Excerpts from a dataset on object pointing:
· · · · ·

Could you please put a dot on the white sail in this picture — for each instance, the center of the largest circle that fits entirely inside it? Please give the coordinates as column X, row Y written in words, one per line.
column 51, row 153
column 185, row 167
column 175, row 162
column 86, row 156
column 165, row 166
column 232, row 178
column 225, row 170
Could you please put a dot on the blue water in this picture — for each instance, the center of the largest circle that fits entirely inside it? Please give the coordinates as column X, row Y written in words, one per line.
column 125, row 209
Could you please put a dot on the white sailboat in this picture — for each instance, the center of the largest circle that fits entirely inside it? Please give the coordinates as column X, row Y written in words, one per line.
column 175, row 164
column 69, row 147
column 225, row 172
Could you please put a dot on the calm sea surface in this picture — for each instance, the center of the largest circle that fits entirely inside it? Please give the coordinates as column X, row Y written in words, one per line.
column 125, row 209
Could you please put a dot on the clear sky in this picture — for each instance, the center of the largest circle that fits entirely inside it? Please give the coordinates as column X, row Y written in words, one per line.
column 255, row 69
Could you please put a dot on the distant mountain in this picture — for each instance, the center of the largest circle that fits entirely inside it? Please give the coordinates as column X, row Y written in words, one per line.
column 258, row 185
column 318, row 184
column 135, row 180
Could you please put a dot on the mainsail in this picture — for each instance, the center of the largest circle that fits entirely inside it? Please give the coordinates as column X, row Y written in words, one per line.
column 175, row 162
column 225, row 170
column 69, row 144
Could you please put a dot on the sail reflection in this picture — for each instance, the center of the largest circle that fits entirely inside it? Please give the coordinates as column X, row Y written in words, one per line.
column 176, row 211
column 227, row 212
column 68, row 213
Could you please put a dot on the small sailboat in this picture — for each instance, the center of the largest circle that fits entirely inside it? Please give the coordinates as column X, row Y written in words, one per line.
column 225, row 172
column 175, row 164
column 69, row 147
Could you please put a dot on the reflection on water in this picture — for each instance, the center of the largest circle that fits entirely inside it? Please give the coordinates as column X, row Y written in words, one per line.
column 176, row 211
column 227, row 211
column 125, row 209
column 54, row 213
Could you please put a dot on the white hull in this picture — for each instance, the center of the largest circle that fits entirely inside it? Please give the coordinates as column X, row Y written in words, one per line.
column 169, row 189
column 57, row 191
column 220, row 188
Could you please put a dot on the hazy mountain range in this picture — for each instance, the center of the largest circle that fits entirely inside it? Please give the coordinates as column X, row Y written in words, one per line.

· · · · ·

▶ _Direction_:
Pull every line of the data above and reproduce each one word for word.

▶ _Result of the task_:
Could you please put a dot on the white sail in this picture — for each instance, the center of the largest circle that fits entirely inside it? Please give the coordinates as column X, row Y written in words, one per line.
column 51, row 153
column 185, row 167
column 175, row 162
column 86, row 156
column 165, row 166
column 232, row 178
column 225, row 170
Could you please put a dot on the blue water in this picture — for each instance, the center of the largest circle that fits entirely inside it? Please give the coordinates as column X, row Y written in words, one per line.
column 125, row 209
Could you please put a dot on the white sailboat in this picture — for each instance, the center of the largest circle that fits entirely inside it? Please give the coordinates as column X, row Y written in words, one per line.
column 175, row 164
column 69, row 147
column 225, row 172
Could you please put a dot on the calm sea surface in this picture — for each instance, the center of the largest circle that fits entirely inside it? Please give the coordinates as column X, row Y written in words, one per line.
column 125, row 209
Could you please put a dot on the clear sky in this picture — for each instance, the center of the largest circle that fits entirely inside it? Please give the coordinates as column X, row Y written in words, one per line.
column 255, row 69
Could you please put a dot on the distant mountain in this picture — for each instance, the center of the largest circle that fits entirely inside it? Please give the coordinates as column X, row Y written in words, one per line.
column 258, row 185
column 318, row 184
column 135, row 180
Could you please put a dot on the mainsail in this picture — for each instance, the center of the largest circle that fits entirely inside it? Please give the coordinates as column X, row Y written in words, one per line.
column 175, row 162
column 225, row 170
column 69, row 144
Could you please put a dot on the sail reflection in this picture — for each instance, the center of the largest circle that fits entirely inside it? Please give the coordinates as column X, row Y written in words, one per line.
column 176, row 211
column 227, row 212
column 68, row 213
Could you please put a dot on the small sailboat in this picture — for each instance, the center of the largest circle that fits entirely inside it? Please give the coordinates as column X, row Y written in words, one per line.
column 225, row 172
column 175, row 164
column 69, row 147
Could you please put a dot on the reflection on water in this picture — for each instance, the center of the largest circle that fits entirely inside it? Please give the coordinates as column X, row Y written in words, one per line.
column 176, row 211
column 227, row 211
column 125, row 209
column 54, row 213
Could you please put a dot on the white hull in this picture — for each instance, the center of the largest circle that fits entirely inside it? Please give the coordinates as column X, row Y written in words, one per line.
column 169, row 189
column 57, row 191
column 220, row 188
Could you please put a dot on the hazy mountain range in this picture — for each instance, the center of the largest circle that fits entirely inside it? Please give the coordinates as column X, row Y written in words, one per line.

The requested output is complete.